GAME OF LOANS
Westeros is in the grip of a sovereign debt crisis. Queen-Mother Cersei needs to hire an economic advisor before the money runs out
As Queen-Mother Cersei undertook her walk of shame through the streets of the capital at the end of the last season of “Game of Thrones”, she was surely plotting vengeance on those responsible for her humiliation. But she was probably also wondering exactly how she found herself in such an unfortunate situation. One reason unlikely to occur to the embattled queen is her financial naivety – namely, her failure to grasp the catastrophic nature of her fiscal policy for the Seven Kingdoms.
In a 2014 interview with
Rolling Stone magazine, George R. R. Martin, the author of “A Song of Ice and Fire” (the series on which the HBO show is based), complained that fantasy authors often fail to engage with economics. “As much as I admire Tolkien, I do quibble with him… What was Aragorn’s tax policy?” Martin – unlike Cersei – has thought deeply about the economic systems underpinning his imagined world, so it’s worth taking a closer look at how they function. For Cersei’s predicament, it turns out, largely derives from her failure to understand the nature of international credit.

============

* _COMPLETE THE FOLLOWING_:
1. Decide whether each statement below agrees with the Game of Loans article. Answer yes or no for (a), (b) and (c), quoting the words from the article that decide it.
(a) Martin gave the interview to Rolling Stone in 2014.
(b) Cersei's walk of shame took place at the end of the first season of the show.
(c) Martin says he has no complaint about Tolkien.
2. Answer these questions from the Game of Loans article.
(a) What kind of crisis grips Westeros?
(b) On what series is the HBO show based?
(c) From what does Cersei's predicament largely derive?

Point annotation records
============

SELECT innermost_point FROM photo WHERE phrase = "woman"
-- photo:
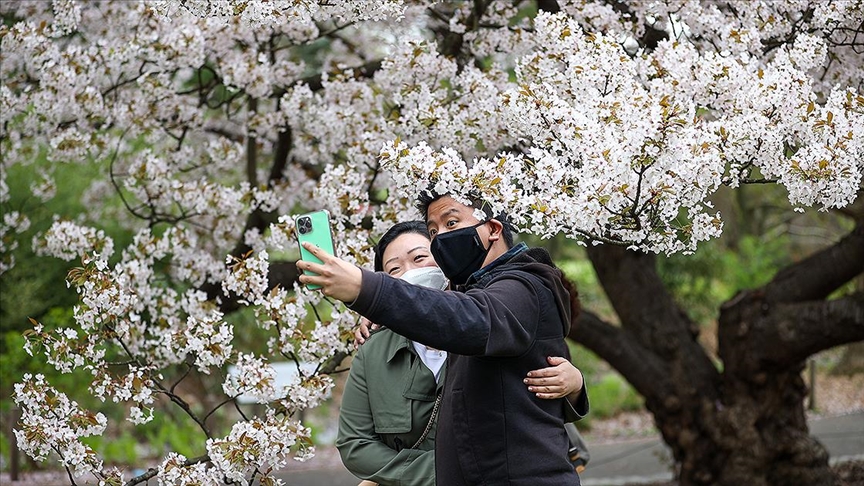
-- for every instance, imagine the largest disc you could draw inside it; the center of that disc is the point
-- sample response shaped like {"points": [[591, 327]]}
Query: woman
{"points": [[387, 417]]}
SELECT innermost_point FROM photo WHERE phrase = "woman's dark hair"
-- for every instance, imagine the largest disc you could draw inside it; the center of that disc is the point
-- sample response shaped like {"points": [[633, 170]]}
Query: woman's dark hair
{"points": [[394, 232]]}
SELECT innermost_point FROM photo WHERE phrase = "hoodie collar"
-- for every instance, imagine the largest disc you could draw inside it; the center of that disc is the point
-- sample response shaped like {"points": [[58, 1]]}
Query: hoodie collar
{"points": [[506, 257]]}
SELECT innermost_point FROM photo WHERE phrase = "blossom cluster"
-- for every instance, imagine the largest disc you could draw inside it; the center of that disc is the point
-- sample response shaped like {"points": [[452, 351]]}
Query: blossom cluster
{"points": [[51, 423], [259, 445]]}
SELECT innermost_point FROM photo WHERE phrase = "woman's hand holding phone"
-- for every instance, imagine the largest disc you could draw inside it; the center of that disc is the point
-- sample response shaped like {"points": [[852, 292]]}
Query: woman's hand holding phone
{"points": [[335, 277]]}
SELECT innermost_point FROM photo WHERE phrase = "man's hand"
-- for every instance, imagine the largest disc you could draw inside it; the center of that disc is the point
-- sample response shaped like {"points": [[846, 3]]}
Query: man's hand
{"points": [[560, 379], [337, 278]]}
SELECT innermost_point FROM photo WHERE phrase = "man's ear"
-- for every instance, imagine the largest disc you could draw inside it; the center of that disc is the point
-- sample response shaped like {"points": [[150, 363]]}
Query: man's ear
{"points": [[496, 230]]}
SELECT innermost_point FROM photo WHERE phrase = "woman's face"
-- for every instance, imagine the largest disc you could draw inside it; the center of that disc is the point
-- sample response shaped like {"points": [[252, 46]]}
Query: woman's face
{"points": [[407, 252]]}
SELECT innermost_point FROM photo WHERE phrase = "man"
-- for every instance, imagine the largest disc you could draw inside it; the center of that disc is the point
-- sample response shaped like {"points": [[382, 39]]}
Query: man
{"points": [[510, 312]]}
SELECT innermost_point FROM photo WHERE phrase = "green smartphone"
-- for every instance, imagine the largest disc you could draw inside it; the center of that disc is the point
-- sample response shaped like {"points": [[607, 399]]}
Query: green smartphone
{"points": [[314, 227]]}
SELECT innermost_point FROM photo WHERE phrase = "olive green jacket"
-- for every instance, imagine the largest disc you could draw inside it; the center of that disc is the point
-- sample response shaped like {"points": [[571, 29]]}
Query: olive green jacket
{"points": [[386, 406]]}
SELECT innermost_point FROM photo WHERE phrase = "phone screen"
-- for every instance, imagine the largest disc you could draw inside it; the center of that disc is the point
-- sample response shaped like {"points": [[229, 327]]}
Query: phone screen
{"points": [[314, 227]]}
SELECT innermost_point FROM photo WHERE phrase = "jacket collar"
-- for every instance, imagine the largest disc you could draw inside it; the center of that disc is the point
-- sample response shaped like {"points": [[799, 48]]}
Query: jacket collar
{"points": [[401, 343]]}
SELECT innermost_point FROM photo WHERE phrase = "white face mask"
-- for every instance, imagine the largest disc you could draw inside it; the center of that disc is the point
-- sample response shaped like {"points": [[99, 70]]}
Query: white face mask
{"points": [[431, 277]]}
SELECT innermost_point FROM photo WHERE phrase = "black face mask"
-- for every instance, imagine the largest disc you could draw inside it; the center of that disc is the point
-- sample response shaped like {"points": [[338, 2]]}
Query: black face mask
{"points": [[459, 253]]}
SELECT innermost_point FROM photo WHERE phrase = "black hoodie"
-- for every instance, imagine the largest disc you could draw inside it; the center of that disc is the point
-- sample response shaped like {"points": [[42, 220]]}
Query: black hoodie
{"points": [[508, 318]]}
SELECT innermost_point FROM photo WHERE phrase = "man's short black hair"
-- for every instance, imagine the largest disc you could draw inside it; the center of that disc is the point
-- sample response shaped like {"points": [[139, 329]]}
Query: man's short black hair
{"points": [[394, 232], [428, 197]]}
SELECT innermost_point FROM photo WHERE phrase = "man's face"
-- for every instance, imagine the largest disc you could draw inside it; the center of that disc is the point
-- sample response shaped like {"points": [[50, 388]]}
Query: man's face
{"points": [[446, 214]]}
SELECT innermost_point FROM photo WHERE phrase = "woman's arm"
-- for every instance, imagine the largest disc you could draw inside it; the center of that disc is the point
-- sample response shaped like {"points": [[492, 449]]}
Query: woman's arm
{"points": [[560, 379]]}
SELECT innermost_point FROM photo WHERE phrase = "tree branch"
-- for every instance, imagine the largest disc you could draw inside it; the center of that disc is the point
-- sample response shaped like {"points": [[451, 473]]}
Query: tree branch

============

* _EXPECTED ANSWERS_:
1.
(a) Yes: "In a 2014 interview with Rolling Stone magazine"
(b) No: "at the end of the last season of “Game of Thrones”"
(c) No: "I do quibble with him"

2.
(a) A sovereign debt crisis.
(b) “A Song of Ice and Fire.”
(c) Her failure to understand the nature of international credit.